*SHORT TASK*
Extract the entries in their exact form.
__________
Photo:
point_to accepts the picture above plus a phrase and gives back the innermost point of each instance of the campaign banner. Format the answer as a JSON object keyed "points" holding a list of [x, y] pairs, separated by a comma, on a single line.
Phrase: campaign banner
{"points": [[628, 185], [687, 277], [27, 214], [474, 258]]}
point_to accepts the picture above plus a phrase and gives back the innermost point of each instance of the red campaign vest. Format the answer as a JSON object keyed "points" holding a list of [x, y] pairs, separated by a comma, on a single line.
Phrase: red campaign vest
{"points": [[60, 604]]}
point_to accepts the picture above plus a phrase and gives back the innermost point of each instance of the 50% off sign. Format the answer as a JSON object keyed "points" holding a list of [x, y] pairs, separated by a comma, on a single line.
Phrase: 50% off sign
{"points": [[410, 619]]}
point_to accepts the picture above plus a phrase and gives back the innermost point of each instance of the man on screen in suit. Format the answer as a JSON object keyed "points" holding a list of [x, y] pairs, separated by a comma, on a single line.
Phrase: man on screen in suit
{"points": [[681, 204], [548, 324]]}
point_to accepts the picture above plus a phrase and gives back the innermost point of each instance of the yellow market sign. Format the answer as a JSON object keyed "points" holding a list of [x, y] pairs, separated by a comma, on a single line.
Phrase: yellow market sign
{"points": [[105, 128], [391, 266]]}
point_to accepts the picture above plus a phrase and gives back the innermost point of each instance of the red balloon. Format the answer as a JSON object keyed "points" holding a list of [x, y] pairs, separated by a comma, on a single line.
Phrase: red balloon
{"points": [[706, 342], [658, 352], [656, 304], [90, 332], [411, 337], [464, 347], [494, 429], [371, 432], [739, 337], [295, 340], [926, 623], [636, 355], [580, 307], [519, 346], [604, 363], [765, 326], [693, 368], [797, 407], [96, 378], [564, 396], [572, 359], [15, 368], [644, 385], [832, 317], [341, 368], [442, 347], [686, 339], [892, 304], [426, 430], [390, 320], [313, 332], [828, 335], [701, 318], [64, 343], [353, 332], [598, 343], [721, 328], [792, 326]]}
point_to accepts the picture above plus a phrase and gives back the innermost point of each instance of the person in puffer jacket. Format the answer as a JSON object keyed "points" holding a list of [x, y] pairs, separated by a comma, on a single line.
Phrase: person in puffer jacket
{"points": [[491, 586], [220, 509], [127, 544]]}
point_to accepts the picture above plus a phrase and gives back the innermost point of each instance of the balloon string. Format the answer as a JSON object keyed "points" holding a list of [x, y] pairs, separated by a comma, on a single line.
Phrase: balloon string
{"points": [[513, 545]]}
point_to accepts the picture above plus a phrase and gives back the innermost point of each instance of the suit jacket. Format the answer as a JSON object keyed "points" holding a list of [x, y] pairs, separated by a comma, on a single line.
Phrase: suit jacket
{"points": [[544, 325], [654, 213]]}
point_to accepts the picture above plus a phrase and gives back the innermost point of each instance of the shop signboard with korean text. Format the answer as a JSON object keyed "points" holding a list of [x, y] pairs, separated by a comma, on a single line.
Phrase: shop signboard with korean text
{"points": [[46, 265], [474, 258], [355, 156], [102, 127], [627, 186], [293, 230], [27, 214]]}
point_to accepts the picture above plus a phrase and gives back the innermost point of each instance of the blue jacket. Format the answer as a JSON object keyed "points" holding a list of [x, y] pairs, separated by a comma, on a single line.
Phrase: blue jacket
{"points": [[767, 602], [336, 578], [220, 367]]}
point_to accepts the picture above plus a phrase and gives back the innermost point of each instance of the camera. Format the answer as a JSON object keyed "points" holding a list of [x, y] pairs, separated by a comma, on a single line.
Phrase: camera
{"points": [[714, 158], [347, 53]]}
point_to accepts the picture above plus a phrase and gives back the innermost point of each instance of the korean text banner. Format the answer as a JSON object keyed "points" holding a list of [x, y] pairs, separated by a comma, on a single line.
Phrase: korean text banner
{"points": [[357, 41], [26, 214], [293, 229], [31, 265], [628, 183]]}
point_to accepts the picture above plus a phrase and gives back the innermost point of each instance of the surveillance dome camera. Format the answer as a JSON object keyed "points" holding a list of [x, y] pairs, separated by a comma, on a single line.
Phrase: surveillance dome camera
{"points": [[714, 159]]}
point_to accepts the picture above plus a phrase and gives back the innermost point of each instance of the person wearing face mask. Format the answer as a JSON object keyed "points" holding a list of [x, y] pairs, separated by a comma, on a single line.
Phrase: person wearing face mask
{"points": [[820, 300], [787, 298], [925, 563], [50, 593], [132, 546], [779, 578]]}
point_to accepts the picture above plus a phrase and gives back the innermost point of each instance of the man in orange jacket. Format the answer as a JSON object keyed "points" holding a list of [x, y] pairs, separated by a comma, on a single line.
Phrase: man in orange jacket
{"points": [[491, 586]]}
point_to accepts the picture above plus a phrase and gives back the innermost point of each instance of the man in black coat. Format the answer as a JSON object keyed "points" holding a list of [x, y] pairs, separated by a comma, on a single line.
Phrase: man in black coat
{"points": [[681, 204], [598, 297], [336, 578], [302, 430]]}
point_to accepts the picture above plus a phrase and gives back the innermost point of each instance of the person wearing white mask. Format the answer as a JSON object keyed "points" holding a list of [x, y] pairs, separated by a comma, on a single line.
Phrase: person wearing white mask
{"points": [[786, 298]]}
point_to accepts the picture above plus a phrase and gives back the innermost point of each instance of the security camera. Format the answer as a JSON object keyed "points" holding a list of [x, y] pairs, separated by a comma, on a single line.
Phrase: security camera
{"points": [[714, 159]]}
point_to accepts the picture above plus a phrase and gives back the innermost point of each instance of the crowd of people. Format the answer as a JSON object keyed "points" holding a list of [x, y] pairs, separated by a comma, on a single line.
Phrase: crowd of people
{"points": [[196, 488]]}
__________
*CORRECT RESPONSE*
Photo:
point_to accepts the picture above plus a phrase and gives back the innermost point of each instance of the campaign banner. Format the answer as a JSON object keyed "points" holding a list of [x, y] pairs, separated by a comma, on a single line.
Phrase: campaign banner
{"points": [[628, 185], [687, 277], [27, 214], [474, 258]]}
point_to accepts the picture above plus a phrase and gives back the innermost point of each instance of the red campaign vest. Format the answer as a JSON object keyed "points" holding a list of [x, y] pairs, separated by a comma, on a single line.
Phrase: red campaign vest
{"points": [[60, 604]]}
point_to accepts the picture above plus a phrase and gives back the innermost point of each instance of the 50% off sign. Format the answer as a JSON object keyed "points" holding a list of [x, y] pairs, separated by a comma, on a single line.
Phrase: 50% off sign
{"points": [[410, 619]]}
point_to accepts the picture above plus a phrase and gives back the innermost point of each instance of the man on screen in suit. Format the answer as a JSON object keyed "points" holding a list of [x, y] pairs, separated by a comma, on a single line.
Phrase: man on screen in suit
{"points": [[681, 204], [548, 324]]}
point_to accepts the picture above plus a phrase and gives back the innermost point of each instance of the yellow market sign. Format the answer as a JSON object keyed "points" holding a list of [x, y] pairs, separated by a comma, on a single line.
Phrase: yellow market sign
{"points": [[105, 128], [391, 266]]}
point_to accepts the picture above plus a phrase and gives back the innermost point of each instance of the red balloon. Format the answer as a JSON object keyed "points" holding a list of [x, y] pairs, separated by a comma, on a single line.
Phrase: red balloon
{"points": [[706, 342], [658, 352], [656, 304], [90, 332], [411, 337], [464, 347], [494, 429], [371, 432], [739, 337], [295, 340], [926, 623], [636, 355], [580, 307], [519, 346], [604, 363], [765, 326], [693, 368], [797, 407], [96, 378], [564, 396], [572, 359], [15, 368], [644, 385], [832, 317], [341, 368], [442, 347], [686, 339], [892, 304], [426, 430], [390, 320], [313, 332], [828, 335], [701, 318], [64, 343], [353, 332], [598, 343], [721, 328], [792, 326]]}
point_to accepts the picture above plus a phrase and gives back the innermost point of each instance of the person in puffer jacket. Format the answer as a JSON object keyed "points" holding a list of [x, y] pairs, separated by a comma, on a single line.
Phrase: person in puffer jacket
{"points": [[491, 586], [220, 509], [127, 544]]}
point_to accepts the picture above plus a phrase and gives back the innermost point of each instance of the balloon string. Format the answer as a JSON object keyed "points" holding a list of [x, y] pairs, separated by a comma, on a single line.
Phrase: balloon string
{"points": [[513, 545]]}
point_to accepts the picture above plus a phrase and gives back the innermost point of each instance of the suit jacket. Format the answer as a JSON object keyed "points" holding a list of [x, y] pairs, separated by a comma, on a single line.
Phrase: suit jacket
{"points": [[544, 325], [654, 213]]}
point_to accepts the picture above plus a phrase and gives back the innermost point of each instance of the shop signboard with korean text. Format the answer as a JSON object keyed "points" holding a list of [x, y] pairs, separated by a comma, on a single line.
Phrase: shop signboard with korean text
{"points": [[46, 265], [474, 258], [355, 156], [102, 127], [627, 186], [293, 230], [27, 214]]}
point_to accepts the picture above plus a phrase and gives back the innermost point of each instance of the blue jacket. Format the answer as a JSON object keyed "points" holding a list of [x, y] pairs, separated by a comma, on a single line.
Phrase: blue jacket
{"points": [[767, 602], [336, 578], [220, 367]]}
point_to accepts the picture above plus a phrase and gives back the innermost point of each instance of the camera. Format the answer as a JSON object keyed "points" holding a list of [x, y] pairs, separated by a comma, on a single line.
Phrase: camera
{"points": [[714, 158], [347, 53]]}
point_to accepts the picture above plus a phrase and gives back the innermost point of each instance of the korean text banner. Format the answer as a JSON object keyed "points" holding a list of [x, y] pairs, separated by a comma, on a single line.
Phrase: korean text banner
{"points": [[357, 41], [26, 214], [293, 229], [31, 265], [628, 183]]}
point_to accepts the picture above plus a phrase and gives back the innermost point of each instance of the surveillance dome camera. Format the answer as a JSON object keyed "points" holding a list of [x, y] pairs, separated by a comma, on a single line.
Phrase: surveillance dome camera
{"points": [[714, 159]]}
point_to accepts the picture above plus a phrase and gives back the innermost point of each instance of the person wearing face mask. Format the answer as a JSON object keyed "points" holding a list of [x, y] pairs, separated by a comma, on a single line.
Phrase: person wearing face mask
{"points": [[820, 300], [787, 298], [925, 563], [50, 593], [132, 546], [779, 578]]}
point_to accepts the picture above plus a phrase and gives back the innermost point of each instance of the man in orange jacket. Format the answer as a JSON object keyed "points" holding a list of [x, y] pairs, separated by a comma, on a single line.
Phrase: man in orange jacket
{"points": [[491, 586]]}
point_to accepts the picture above plus a phrase and gives back the innermost point of each instance of the man in black coat. Format the answer as a JSON object keyed "points" holding a list of [x, y] pairs, separated by a comma, on a single line.
Phrase: man in black coat
{"points": [[681, 204], [598, 297], [336, 578], [302, 430]]}
point_to accepts the picture above plus a phrase and gives back the innermost point of each instance of the person wearing white mask. Format the answer as a JSON object keyed "points" holding a list of [x, y] pairs, separated by a comma, on a single line.
Phrase: person wearing white mask
{"points": [[786, 298]]}
point_to accepts the picture above plus a phrase and gives back the innermost point of each instance of the security camera. Format the answer as a JSON object keyed "points" holding a list of [x, y] pairs, separated by a comma, on a single line.
Phrase: security camera
{"points": [[714, 159]]}
point_to accepts the picture above plus a phrase and gives back the innermost point of each instance of the crowd of people. Format the answer as a JSON object keyed "points" holding a list of [x, y] pairs, separated by a comma, on a single line.
Phrase: crowd of people
{"points": [[196, 488]]}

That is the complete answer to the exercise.